> Sağlanan metin
Emsal Mahkeme Kararı İstanbul Anadolu 9. Asliye Ticaret Mahkemesi 2020/63 E. 2020/674 K. 09.12.2020 T.

Görüntülediğiniz mahkeme kararı henüz kesinleşmemiştir. Yararlı olması amacıyla eklenmiştir.

T.C. İstanbul Anadolu 9. ASLİYE TİCARET MAHKEMESİ

GEREKÇELİ KARAR

ESAS NO : 2020/191 Esas
KARAR NO : 2020/685

DAVA : Alacak (Eser Sözleşmesinden Kaynaklanan)

> Kısa alıştırma
Mahkeme kararı metninde geçen bütün esas ve karar numaralarını sıralayın. Verilerin bu çalışmayla hiçbir ilgisi yoktur.

> Veri kesiti
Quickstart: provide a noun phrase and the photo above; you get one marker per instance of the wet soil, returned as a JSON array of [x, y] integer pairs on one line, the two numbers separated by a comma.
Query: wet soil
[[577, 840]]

> Alıştırma sonucu
2020/63 (esas), 2020/674 (karar), 2020/191 (esas), 2020/685 (karar)